| GOAL |
Continue the passage about Google's ambitions beyond selling ads, picking up after its final sentence.

| TEXT EXTRACT |
· · ·

A really intelligent, though perhaps not tech-sector savvy, friend recently insisted that Google is just a company that sells ads. People who work there, I was told, shouldn’t think they’re doing anything important.
Well, no.
The Larry Page-Sergey Brin Silicon Valley megapower was born as an Artificial Intelligence company, one that just so happens to collect information online that helps it with dual goals of, yes, making money from ads today, but also in building the smart tools of tomorrow that can make an impact exponentially beyond savvy search results. To that end, the X division is an attempt at a latter-day Bell Labs, a highly ambitious division dedicated to moonshots, though one that isn’t working in concert with Washington D.C. as its predecessor did.
As I’ve said in the past, if Google is mainly a search engine in the future, the company has failed and will decline into its dotage, if, likely, a still highly profitable one. It’s also fair to say that if the company succeeds, it will probably be a mixed blessing for society, yielding improvements that come at a cost that may be dear. That’s because Google’s far-flung ambitions are similar to its more-mundane ones in that they rely on surveilling us and pulling information from our brains. Eventually, you’ll have the implant.

· · ·

| DATA SUPPLIED |

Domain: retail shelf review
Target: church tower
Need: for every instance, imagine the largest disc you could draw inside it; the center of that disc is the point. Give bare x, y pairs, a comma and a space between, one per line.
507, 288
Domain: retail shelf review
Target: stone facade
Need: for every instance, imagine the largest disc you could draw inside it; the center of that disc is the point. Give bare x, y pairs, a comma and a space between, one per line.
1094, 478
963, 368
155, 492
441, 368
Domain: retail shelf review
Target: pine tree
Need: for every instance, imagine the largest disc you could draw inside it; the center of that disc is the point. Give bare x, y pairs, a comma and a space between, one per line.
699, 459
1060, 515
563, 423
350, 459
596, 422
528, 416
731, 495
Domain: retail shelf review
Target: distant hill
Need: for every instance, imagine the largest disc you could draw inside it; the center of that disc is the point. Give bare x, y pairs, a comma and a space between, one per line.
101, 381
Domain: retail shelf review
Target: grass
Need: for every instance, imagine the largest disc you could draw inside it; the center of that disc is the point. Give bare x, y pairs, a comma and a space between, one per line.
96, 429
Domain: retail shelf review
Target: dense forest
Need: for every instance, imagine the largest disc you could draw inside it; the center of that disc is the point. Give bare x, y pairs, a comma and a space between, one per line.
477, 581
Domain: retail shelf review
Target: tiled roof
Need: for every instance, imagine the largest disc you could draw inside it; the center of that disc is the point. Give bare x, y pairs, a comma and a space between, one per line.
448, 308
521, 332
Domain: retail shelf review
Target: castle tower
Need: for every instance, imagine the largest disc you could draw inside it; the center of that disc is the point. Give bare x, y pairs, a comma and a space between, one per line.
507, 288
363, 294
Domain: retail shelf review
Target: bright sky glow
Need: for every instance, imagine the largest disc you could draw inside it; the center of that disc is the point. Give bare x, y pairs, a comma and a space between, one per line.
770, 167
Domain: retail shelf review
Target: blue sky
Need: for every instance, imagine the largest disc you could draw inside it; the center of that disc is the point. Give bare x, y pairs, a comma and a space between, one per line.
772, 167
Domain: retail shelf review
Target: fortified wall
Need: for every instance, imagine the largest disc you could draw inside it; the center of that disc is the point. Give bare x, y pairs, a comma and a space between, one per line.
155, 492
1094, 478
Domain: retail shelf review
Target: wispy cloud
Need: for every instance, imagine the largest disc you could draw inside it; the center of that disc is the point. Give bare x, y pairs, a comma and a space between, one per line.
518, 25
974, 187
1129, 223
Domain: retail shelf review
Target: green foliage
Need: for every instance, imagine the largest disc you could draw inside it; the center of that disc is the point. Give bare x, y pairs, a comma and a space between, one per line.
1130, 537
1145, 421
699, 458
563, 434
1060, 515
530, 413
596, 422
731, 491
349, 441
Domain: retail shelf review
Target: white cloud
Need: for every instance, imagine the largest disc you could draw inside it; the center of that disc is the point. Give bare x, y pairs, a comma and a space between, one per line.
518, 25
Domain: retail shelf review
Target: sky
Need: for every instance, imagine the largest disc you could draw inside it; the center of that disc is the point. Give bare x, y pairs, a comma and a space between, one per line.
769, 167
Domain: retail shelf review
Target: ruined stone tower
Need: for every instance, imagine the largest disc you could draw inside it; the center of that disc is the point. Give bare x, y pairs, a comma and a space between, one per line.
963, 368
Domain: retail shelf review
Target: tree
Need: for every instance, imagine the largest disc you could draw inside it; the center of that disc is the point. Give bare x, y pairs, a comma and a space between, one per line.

· · ·

| WRITTEN ANSWER |
Next-level research is also being earnestly conducted by Musk, Bezos, Zuckerberg and other titans of the Information Age. Absent from that list is the U.S. federal government, that lumbering giant which now during the Trump Administration is more inept and dysfunctional than at any point in modern history–maybe in our entire history. That failing of the public sphere, which isn’t adequately investing in AI research, leaves us in a prone position before tech behemoths that will have to increase their profits while building our future.
The opening of Farhad Manjoo’s perceptive New York Times column on the government ceding AI to Silicon Valley:
One persistent criticism of Silicon Valley is that it no longer works on big, world-changing ideas. Every few months, a dumb start-up will make the news — most recently the one selling a $700 juicer — and folks outside the tech industry will begin singing I-told-you-sos.
But don’t be fooled by expensive juice. The idea that Silicon Valley no longer funds big things isn’t just wrong, but also obtuse and fairly dangerous. Look at the cars, the rockets, the internet-beaming balloons and gliders, the voice assistants, drones, augmented and virtual reality devices, and every permutation of artificial intelligence you’ve ever encountered in sci-fi. Technology companies aren’t just funding big things — they are funding the biggest, most world-changing things. They are spending on ideas that, years from now, we may come to see as having altered life for much of the planet.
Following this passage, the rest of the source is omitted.